● DATA:
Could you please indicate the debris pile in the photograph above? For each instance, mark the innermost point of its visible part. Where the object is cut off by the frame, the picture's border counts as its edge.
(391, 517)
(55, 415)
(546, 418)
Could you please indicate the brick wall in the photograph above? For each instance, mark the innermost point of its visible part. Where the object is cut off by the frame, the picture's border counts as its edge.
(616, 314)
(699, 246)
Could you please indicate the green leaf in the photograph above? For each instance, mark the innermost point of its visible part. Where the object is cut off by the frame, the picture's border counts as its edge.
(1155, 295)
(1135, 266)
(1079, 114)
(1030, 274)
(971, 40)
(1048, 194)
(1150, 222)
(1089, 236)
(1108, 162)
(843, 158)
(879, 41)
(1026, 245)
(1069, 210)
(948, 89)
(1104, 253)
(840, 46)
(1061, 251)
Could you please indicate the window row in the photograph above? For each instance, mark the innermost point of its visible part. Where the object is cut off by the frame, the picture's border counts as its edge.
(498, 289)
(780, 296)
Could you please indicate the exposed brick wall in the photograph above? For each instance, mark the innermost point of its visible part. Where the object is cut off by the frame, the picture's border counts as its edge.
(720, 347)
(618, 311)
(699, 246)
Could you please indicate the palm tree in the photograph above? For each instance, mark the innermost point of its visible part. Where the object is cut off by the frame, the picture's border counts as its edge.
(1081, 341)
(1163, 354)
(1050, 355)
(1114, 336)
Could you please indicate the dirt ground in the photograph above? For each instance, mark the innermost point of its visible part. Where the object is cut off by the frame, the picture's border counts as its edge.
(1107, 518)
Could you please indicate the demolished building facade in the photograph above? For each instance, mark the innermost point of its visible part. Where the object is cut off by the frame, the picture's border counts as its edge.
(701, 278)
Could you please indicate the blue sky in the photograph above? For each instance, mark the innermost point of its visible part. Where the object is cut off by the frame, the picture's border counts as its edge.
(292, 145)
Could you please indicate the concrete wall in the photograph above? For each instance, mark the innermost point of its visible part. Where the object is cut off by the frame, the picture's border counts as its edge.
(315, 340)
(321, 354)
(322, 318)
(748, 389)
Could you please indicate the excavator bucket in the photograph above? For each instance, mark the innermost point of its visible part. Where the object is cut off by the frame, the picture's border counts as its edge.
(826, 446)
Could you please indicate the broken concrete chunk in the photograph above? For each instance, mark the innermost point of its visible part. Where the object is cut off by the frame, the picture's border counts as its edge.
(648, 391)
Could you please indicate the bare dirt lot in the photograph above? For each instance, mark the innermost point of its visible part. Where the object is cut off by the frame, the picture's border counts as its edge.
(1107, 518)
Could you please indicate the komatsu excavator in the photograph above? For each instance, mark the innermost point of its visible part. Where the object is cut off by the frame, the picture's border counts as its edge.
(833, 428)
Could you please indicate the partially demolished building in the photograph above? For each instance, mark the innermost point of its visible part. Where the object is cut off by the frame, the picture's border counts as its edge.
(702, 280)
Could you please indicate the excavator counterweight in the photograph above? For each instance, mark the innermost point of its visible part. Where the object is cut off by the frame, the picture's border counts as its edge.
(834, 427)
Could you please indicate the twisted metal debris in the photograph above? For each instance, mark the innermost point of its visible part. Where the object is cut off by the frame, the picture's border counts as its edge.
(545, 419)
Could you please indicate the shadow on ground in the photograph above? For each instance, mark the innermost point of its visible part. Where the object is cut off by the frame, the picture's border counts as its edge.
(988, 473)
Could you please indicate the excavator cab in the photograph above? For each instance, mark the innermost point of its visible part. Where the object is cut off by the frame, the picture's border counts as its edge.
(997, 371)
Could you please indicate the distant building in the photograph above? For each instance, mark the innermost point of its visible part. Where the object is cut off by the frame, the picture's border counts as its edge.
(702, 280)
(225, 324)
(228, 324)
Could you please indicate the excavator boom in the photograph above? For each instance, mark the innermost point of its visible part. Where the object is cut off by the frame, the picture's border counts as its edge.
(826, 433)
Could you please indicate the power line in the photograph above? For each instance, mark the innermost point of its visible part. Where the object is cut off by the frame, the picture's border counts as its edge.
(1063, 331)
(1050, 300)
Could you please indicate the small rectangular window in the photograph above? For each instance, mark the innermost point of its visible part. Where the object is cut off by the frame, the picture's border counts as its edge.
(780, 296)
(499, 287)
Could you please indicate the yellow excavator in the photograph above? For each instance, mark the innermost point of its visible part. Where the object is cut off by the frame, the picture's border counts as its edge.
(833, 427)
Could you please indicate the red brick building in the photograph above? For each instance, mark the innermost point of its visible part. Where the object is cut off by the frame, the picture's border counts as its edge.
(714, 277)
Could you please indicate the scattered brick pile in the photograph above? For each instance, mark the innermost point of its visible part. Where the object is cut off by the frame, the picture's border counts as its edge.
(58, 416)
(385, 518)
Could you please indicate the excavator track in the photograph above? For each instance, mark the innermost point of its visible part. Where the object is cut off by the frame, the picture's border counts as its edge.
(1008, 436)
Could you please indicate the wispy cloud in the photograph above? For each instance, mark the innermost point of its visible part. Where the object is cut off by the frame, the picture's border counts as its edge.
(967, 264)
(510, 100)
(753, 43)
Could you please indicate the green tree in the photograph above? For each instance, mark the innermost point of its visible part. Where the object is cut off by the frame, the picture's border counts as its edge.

● EXERCISE:
Each line in the listing above is to be returned unchanged.

● PROBLEM SOLUTION:
Could you please indicate the debris pile in the photograph above? For each instance, mark the innermost point of its visible part. Where the object is cut off by the frame, the picture's border counts as its edge.
(391, 517)
(55, 415)
(546, 418)
Could you please indicate the brick wall in the photograph above? For each instance, mark the innermost point of its visible part. Where the object is cut off by the frame, the picture's border counts as its edge.
(616, 314)
(699, 246)
Could you please indicate the green leaf in the photograph above? For each instance, mark the innermost point of its visible part. Where the object is cut off by the frame, the picture's border counts as its edge.
(1155, 295)
(1135, 266)
(1079, 114)
(1030, 274)
(971, 40)
(1048, 194)
(1150, 222)
(1089, 236)
(1108, 162)
(843, 158)
(879, 41)
(1026, 245)
(1069, 210)
(948, 89)
(1104, 253)
(840, 46)
(1061, 251)
Could you please indicate the window row in the photograph above? For each instance, mark the innermost point of its visible part. Where the object is cut off by the frame, the picture's border counts as its edge.
(498, 289)
(780, 296)
Could you please indicate the exposed brick wall in the photograph above? For each instance, mark the innermost point of its visible part. Where the object is cut off by the frame, the picture's border counts as its edge.
(720, 347)
(618, 311)
(699, 246)
Could you please indicate the palm tree in the photograph above? For each instance, mark the innermost point of its visible part. Where the object is cut off by the frame, the picture's border counts as its edge.
(1081, 341)
(1163, 354)
(1050, 355)
(1114, 336)
Could you please indicate the dirt ground in the photograph above? For each instance, mark the innermost point of its visible part. Where the object is cut off by the frame, the picture's border counts as its edge.
(1107, 518)
Could you please indicate the demolished building facade in the photograph above? For each instance, mark the innermost point of its visible part. Where the object is cut off by the frame, the picture's border counts as its edge.
(701, 278)
Could you please indicate the blue sky in the photograph above? For each instance, mark the innermost point of its visible part. Where the object is cut off by the frame, the picture's border counts as its edge.
(292, 145)
Could you please indicate the concrete wall in the photograph above? For each instance, mark the innermost point of its visible part. Where the object is cut off by the frame, the picture's border counts as its edge.
(315, 340)
(321, 354)
(322, 318)
(748, 389)
Could you please indicate the excavator bucket in the photograph above? For each instance, mark the innermost point of its visible part. Where the object is cut off by the frame, the picture's border counts as its edge.
(826, 446)
Could you please indicate the broken concrete chunk in the photograph above? For each instance, mark the innermost point of its visible part. Where the object is cut off by the frame, the picture's border counts as its edge.
(648, 391)
Could you please indicate the bare dirt lot in the photograph above? For each instance, mark the innermost point of its visible part. Where the object is cut off by the frame, the picture's border counts as its edge.
(1107, 518)
Could you please indicate the komatsu excavator in the photograph above? For each instance, mark the innermost point of its visible part. Where the object is cut off by the frame, the picture's border counts as its edge.
(833, 428)
Could you please indicate the partially demolished building in the photograph above? For each instance, mark the innermost point of its visible part. Where the object is cut off by the frame, the picture's border counts as its edge.
(702, 280)
Could you please indicate the excavator counterweight in the photograph above? For each instance, mark the innermost point of its visible part. Where the object is cut off by the frame, the picture's border counts as its edge.
(834, 427)
Could you please indicate the twisted metal debris in the photograph above? For each instance, mark the innermost point of its visible part. Where the object is cut off by the frame, the picture's border counts as its edge.
(545, 419)
Could you please indicate the shadow on ground in the photograph above? For each instance, mark the innermost point of its visible part. Where the object is cut off by the frame, the picture's border counts as its edge.
(988, 473)
Could you please indicate the excavator cab in the photograph above? For each instance, mark the innermost point of its visible part. Where the object is cut off by the frame, the picture's border counts as its edge.
(997, 371)
Could you please indicate the distant building in the photograph above? For each instance, mark the innermost point of its visible part. Where the object is cut off by the frame, the picture's border counts as its edge.
(702, 280)
(225, 324)
(228, 324)
Could you please indicate the excavator boom in the photograph above? For each instance, mark the innermost point of its visible part. Where the object is cut off by the frame, the picture's border counts as its edge.
(826, 433)
Could you please indicate the power line in the photograph above? For each instance, mark the innermost point of its visible part. Where the object is cut off by the frame, the picture's border counts as its edge.
(1063, 331)
(1050, 300)
Could you please indicate the small rectangular window in the photograph above? For each instance, mark the innermost point of its visible part. Where the object is cut off by the frame, the picture's border counts as its edge.
(780, 296)
(499, 287)
Could you please indicate the yellow excavator in the photograph above? For each instance, mark the innermost point of its visible part. Where the object is cut off by the frame, the picture's border counts as its edge.
(833, 427)
Could you please indicate the red brick building in the photograph above? For each instance, mark the innermost point of its visible part. Where the object is cut off by the frame, the picture's border counts as its edge.
(714, 277)
Could you please indicate the scattered brick pile in the photograph above? For each instance, mark the innermost point of its visible part. Where the object is cut off by the frame, the picture's border counts as its edge.
(58, 416)
(385, 518)
Could you please indicate the excavator track in the photograph above? For each instance, mark the innermost point of its visible part. Where the object is cut off by the frame, the picture's border counts as its edge.
(1008, 436)
Could you please indicate the wispy cloud in the photograph above? For each instance, mark the innermost point of its visible part. Where the object is cut off by the frame, the picture's border counts as its edge.
(967, 264)
(510, 100)
(753, 43)
Could you please indicate the green tree in the photograph above? For each instance, mark the innermost point of its visible part. Where the object is cut off by the frame, the picture's border counts as its edge.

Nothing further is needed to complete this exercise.